Collected data:
------

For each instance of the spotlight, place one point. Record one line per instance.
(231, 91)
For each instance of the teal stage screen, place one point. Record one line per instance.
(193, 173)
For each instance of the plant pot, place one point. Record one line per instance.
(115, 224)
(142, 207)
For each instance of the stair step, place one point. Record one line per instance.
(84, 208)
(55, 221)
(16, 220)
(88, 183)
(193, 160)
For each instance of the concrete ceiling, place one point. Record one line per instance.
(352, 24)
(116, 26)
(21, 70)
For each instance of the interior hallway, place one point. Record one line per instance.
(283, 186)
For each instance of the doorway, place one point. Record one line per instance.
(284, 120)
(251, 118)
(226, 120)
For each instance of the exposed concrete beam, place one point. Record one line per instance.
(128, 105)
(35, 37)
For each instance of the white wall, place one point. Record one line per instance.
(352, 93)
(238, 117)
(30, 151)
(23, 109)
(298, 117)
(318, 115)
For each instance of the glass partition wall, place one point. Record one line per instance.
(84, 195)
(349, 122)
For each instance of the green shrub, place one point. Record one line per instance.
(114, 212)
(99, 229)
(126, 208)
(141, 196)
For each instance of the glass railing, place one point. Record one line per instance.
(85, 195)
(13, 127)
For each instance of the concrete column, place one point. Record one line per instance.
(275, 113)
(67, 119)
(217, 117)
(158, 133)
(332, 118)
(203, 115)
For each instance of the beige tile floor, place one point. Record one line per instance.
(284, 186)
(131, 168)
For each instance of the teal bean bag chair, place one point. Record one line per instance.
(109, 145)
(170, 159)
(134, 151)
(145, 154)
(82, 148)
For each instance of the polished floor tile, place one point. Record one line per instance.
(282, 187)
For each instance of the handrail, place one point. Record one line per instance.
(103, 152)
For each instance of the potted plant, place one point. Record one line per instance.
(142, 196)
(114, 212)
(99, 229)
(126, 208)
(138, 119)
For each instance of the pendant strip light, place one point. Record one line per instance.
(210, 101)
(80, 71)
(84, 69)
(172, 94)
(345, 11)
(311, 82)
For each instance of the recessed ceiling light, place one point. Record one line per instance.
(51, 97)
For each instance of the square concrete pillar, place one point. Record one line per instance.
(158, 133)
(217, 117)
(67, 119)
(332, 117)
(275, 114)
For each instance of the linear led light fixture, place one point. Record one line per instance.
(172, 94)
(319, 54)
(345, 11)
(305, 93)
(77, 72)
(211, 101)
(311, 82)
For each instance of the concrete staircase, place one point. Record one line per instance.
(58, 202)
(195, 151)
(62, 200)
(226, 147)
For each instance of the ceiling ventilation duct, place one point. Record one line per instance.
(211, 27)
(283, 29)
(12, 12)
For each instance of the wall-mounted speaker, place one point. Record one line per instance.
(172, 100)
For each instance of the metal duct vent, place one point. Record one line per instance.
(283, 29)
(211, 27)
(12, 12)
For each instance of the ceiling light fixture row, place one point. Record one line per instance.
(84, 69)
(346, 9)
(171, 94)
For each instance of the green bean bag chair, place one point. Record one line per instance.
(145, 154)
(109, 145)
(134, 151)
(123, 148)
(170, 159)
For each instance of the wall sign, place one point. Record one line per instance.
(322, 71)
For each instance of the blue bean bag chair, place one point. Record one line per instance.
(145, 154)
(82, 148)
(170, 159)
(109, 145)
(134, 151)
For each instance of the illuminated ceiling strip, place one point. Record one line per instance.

------

What to do:
What is needed is an exact copy of the lines from the one containing "For each instance of the concrete staircase, place" through the final line of the data, both included, and nothing more.

Task output:
For each instance of the concrete staircase, place one point. Record one line per instance.
(58, 202)
(195, 151)
(62, 200)
(226, 147)
For each instance of the ceiling ventilation duct, place one point. Record one line per instance.
(211, 27)
(283, 29)
(12, 12)
For each instance of the wall-mounted speaker, place one point. Record one line per instance.
(172, 100)
For each instance of the metal duct vent, place one point. Record one line per instance.
(283, 29)
(211, 27)
(12, 12)
For each instance of the ceiling light fixture row, place one point. Record one line per instance.
(84, 69)
(346, 9)
(171, 94)
For each instance of the green bean bag chair, place one point. Record one line per instance.
(145, 154)
(109, 145)
(134, 151)
(123, 148)
(170, 159)
For each instance of the wall sign, place one point. Record one line per instance.
(322, 71)
For each instance of the blue bean bag chair, place one point. Record one line per instance.
(145, 154)
(82, 148)
(170, 159)
(109, 145)
(134, 151)
For each instance of the illuminated ceiling strip, place one point. Record one line per instance.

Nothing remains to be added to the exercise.